**GIVEN INSTRUCTION**. Count the lines in the items below that contain the word "fish", and reply with that number alone.

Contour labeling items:
********************

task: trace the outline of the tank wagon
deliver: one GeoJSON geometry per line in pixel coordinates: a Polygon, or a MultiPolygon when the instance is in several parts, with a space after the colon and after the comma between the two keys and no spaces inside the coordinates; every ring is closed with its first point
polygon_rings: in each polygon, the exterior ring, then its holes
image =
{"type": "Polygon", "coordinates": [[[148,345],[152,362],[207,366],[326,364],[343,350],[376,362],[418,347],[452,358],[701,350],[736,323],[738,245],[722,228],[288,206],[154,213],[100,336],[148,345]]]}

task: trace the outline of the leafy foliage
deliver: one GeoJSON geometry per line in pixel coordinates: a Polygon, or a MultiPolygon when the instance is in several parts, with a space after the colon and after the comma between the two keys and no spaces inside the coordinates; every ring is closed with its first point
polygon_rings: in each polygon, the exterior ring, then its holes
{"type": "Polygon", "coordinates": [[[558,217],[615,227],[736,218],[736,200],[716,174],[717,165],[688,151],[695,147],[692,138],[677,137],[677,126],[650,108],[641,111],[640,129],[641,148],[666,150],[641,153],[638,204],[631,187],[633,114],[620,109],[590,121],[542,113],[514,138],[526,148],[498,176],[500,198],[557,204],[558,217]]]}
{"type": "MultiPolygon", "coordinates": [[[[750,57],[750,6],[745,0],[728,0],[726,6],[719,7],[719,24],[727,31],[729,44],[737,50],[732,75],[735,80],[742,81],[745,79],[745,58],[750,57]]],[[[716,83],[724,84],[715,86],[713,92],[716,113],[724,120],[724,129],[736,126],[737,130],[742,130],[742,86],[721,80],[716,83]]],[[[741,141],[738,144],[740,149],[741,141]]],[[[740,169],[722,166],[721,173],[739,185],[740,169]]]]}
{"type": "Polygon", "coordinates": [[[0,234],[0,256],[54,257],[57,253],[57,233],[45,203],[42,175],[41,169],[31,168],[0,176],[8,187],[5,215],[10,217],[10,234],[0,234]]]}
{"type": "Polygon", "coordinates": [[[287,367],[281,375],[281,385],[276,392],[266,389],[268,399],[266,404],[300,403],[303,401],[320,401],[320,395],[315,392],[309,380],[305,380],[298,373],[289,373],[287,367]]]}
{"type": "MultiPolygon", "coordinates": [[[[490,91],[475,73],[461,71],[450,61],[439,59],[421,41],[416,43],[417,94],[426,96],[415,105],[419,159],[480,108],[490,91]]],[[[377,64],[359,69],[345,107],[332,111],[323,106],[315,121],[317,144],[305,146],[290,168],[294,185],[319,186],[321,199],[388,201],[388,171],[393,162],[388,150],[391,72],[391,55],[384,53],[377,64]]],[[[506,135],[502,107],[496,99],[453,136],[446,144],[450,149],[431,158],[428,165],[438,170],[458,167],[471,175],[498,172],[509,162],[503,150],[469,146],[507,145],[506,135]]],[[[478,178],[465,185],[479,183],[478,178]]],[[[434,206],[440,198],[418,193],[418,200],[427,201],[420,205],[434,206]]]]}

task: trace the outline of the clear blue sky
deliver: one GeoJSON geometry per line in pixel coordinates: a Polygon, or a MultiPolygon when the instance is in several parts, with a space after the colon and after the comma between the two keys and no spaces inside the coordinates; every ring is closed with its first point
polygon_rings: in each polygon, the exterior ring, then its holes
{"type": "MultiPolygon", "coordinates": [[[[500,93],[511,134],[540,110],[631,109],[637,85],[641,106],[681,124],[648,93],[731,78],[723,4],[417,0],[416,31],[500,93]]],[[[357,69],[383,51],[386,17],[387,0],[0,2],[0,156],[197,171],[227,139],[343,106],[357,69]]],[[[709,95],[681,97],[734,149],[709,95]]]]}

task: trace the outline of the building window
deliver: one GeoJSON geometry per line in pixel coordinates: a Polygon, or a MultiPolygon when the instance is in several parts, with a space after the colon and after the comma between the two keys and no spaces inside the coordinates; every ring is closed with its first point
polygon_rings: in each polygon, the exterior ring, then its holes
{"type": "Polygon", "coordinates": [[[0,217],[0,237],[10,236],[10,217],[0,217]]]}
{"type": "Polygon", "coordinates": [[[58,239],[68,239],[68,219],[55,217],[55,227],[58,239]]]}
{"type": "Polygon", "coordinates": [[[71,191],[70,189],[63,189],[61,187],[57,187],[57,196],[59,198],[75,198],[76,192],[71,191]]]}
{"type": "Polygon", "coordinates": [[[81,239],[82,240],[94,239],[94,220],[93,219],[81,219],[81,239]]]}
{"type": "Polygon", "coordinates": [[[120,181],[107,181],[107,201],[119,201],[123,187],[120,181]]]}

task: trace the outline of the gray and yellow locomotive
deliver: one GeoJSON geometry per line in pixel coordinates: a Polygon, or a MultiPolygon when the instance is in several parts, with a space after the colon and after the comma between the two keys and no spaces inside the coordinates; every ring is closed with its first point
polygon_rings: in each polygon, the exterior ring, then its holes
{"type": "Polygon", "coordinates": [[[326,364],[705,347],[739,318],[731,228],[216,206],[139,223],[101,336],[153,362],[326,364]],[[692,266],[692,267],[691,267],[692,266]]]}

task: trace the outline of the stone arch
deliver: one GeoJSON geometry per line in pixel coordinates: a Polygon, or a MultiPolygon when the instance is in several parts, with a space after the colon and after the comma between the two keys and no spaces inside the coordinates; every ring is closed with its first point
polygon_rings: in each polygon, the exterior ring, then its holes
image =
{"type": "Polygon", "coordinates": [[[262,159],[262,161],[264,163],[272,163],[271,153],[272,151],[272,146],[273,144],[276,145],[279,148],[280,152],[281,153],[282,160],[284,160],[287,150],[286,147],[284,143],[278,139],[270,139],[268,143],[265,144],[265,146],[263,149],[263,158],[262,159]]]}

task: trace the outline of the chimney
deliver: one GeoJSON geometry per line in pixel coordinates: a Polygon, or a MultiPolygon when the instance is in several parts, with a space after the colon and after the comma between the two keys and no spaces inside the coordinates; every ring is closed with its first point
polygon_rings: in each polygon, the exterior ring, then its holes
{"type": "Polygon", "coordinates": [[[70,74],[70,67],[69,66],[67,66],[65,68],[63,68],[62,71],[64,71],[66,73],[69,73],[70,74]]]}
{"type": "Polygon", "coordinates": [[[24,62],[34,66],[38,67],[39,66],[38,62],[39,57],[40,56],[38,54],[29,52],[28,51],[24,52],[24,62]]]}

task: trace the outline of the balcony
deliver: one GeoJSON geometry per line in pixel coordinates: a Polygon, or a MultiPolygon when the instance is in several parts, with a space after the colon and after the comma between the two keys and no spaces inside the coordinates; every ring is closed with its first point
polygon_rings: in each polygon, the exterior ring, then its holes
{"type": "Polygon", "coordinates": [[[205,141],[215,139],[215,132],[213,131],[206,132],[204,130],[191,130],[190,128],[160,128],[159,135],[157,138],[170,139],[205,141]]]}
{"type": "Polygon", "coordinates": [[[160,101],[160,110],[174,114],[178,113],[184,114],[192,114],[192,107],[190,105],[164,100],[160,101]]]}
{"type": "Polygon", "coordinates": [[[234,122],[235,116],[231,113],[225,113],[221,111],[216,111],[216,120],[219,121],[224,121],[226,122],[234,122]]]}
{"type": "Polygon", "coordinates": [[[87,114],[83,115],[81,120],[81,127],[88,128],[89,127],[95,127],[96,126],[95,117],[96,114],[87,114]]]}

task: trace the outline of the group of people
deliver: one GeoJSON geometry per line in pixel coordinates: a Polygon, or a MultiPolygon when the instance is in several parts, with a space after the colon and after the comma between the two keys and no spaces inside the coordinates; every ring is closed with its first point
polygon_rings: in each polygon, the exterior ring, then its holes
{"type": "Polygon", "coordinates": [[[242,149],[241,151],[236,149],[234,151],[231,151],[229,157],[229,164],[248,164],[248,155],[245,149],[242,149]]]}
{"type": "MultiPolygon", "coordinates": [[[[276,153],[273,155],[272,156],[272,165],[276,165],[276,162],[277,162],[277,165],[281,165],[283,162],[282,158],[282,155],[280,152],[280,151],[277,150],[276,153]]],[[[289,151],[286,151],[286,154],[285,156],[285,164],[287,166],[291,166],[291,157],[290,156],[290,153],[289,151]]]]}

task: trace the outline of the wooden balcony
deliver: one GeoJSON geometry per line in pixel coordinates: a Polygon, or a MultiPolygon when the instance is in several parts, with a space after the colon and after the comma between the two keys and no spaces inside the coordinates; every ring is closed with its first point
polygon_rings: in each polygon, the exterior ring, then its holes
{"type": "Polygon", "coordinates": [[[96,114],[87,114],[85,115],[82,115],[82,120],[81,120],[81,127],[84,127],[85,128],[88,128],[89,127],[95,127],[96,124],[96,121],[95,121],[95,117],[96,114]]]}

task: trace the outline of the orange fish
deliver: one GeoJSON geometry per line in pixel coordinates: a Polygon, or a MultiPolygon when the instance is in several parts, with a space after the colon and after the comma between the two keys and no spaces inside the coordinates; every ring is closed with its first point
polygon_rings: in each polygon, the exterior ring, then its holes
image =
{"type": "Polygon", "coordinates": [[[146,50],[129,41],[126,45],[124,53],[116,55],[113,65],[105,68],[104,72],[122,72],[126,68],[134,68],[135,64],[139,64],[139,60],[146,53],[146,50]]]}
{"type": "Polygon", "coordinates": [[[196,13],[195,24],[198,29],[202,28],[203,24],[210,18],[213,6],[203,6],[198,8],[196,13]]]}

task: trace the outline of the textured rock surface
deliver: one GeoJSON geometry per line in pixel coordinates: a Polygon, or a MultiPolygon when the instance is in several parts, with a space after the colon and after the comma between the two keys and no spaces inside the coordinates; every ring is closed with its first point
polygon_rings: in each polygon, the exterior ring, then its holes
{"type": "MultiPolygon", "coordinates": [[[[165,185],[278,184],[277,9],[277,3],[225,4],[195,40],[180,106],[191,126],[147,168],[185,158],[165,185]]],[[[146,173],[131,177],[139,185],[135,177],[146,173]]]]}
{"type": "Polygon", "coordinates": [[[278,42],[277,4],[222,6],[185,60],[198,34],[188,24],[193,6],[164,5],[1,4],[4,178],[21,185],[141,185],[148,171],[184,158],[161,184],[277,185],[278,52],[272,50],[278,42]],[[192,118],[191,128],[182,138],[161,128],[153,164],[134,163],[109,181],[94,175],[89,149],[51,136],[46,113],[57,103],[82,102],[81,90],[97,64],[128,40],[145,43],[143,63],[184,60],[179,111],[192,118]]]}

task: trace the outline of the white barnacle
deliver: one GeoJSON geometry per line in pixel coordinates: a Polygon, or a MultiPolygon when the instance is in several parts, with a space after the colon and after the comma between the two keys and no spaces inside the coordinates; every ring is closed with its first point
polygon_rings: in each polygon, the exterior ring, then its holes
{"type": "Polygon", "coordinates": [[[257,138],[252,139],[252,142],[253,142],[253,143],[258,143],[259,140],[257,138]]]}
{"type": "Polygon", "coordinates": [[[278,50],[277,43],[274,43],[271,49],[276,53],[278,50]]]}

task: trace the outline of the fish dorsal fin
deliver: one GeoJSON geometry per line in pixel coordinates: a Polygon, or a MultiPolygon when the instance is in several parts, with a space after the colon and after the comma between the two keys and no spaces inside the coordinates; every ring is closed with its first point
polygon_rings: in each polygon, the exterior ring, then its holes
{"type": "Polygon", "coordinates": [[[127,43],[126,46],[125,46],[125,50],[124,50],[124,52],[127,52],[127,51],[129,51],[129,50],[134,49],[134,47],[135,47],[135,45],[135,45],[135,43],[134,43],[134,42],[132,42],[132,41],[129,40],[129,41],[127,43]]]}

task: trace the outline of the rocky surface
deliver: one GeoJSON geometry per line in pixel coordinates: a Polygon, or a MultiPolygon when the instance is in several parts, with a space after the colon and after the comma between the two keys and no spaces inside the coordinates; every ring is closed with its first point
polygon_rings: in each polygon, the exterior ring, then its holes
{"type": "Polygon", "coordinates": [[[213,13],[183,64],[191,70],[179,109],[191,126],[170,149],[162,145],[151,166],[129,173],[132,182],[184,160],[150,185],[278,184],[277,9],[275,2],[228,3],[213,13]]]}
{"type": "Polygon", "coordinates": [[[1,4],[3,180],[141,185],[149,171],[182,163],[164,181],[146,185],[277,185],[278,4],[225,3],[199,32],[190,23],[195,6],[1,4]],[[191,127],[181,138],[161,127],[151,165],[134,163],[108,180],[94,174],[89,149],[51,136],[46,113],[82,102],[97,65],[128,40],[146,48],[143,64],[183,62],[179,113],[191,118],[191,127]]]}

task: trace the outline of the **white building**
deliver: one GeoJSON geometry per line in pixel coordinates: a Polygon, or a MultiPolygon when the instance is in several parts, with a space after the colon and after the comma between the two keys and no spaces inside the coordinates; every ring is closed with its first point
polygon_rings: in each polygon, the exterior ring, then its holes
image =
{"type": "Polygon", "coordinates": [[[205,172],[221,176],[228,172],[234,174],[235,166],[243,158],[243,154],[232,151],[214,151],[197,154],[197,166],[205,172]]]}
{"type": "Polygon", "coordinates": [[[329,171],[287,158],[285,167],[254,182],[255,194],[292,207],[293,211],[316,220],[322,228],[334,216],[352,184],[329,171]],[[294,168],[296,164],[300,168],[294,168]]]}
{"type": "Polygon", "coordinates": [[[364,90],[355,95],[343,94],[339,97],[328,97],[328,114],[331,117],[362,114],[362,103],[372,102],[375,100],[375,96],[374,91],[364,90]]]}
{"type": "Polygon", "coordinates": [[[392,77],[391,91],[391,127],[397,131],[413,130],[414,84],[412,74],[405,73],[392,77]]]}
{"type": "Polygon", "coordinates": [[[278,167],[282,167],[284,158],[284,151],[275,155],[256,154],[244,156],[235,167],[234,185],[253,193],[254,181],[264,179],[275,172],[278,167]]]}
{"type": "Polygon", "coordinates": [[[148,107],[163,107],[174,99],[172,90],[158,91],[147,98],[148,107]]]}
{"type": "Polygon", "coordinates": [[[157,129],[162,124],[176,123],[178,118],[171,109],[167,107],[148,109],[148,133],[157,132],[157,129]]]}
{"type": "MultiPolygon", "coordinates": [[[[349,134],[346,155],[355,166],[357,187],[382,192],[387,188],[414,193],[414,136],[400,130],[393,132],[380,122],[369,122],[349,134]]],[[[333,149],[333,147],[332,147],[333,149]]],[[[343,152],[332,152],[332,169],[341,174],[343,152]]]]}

********************

**SOLUTION**. 2